Passage shown:

3.4 Model architecture
This work is inspired by Dong et al. (Reference Dong, Guo, Tan, Hu, Jiang and Ling2022) who aimed at converting the graphemes into phonemes, that is, predicting the pronunciation of words via their spellings. In our work, we evaluate two different architectures under three different cases. The first architecture consists of two main parts: the pretrained CBERT that is pretrained on an MLM task where the masks are applied on a character-level basis and the CBERT-fused transformer (encoder–decoder) that fuses the pretrained CBERT output contextualized embeddings into the transformer-based singular-to-plural model. We hereafter refer to this architecture as “fused”. The second architecture directly employs the pretrained CBERT as an encoder for the transformer decoder. We hereafter refer to this architecture as “direct”.
The three different cases under which the two architectures are evaluated can be described as follows: the first case keeps CBERT and the embeddings frozen and only sets the additional fine-tuned layers to “trainable” during all the 100 epochs. The second case is identical to the first case during the first 50 epochs and then sets all the model’s weights including the ones of the embedding layer to “trainable” for the remaining 50 epochs. The third case is identical to the first case with an additional weight-decay-based regularization to remedy the noticeable overfitting.

What you need to do: Could you rewrite the model architecture passage, starting at "The three different" and ending at "the noticeable overfitting.", with "weight-decay-based regularization" changed to "dropout-based regularization"?

Data section:
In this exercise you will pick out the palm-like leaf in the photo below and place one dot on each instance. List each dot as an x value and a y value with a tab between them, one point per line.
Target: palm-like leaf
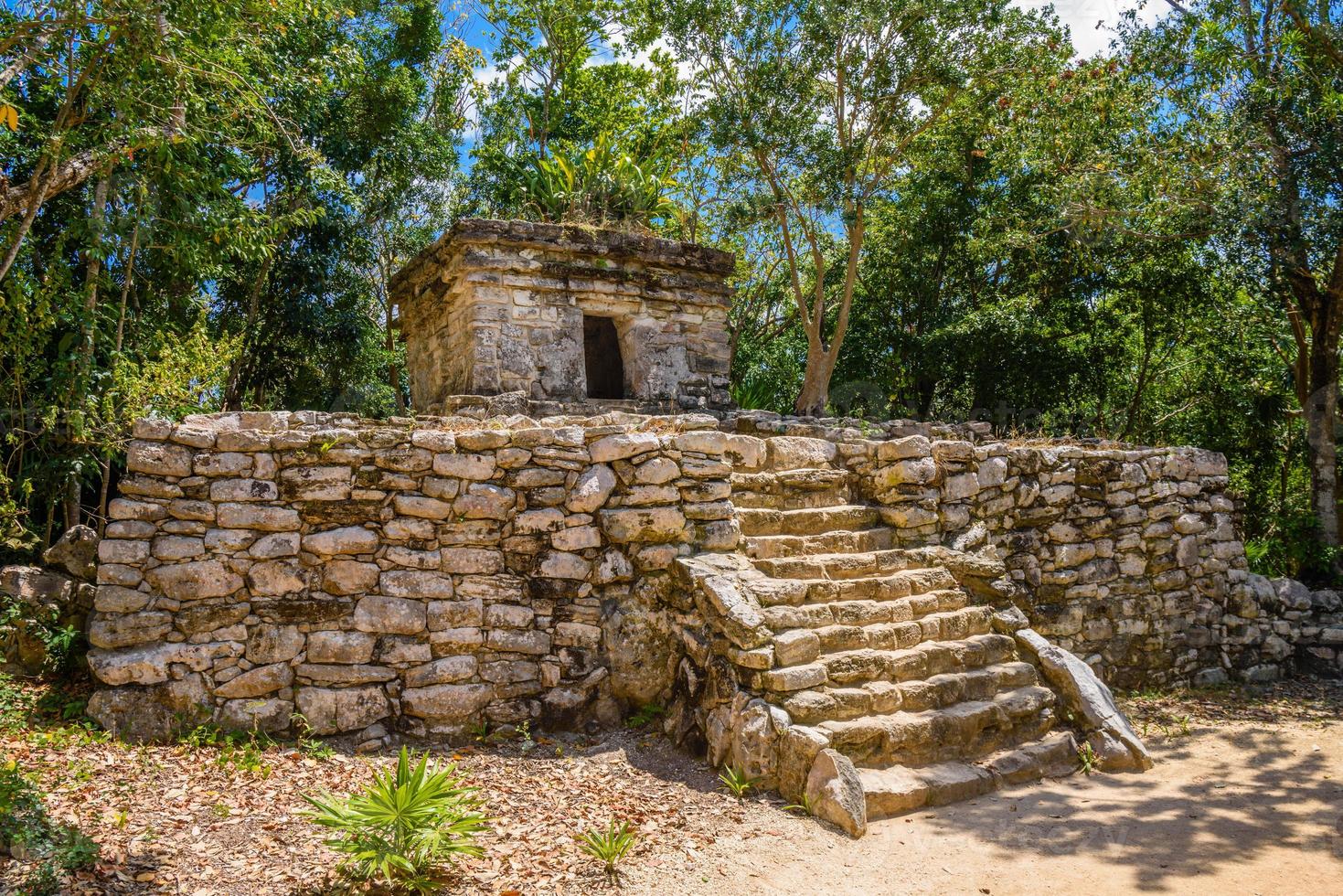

Full solution:
The three different cases under which the two architectures are evaluated can be described as follows: the first case keeps CBERT and the embeddings frozen and only sets the additional fine-tuned layers to “trainable” during all the 100 epochs. The second case is identical to the first case during the first 50 epochs and then sets all the model’s weights including the ones of the embedding layer to “trainable” for the remaining 50 epochs. The third case is identical to the first case with an additional dropout-based regularization to remedy the noticeable overfitting.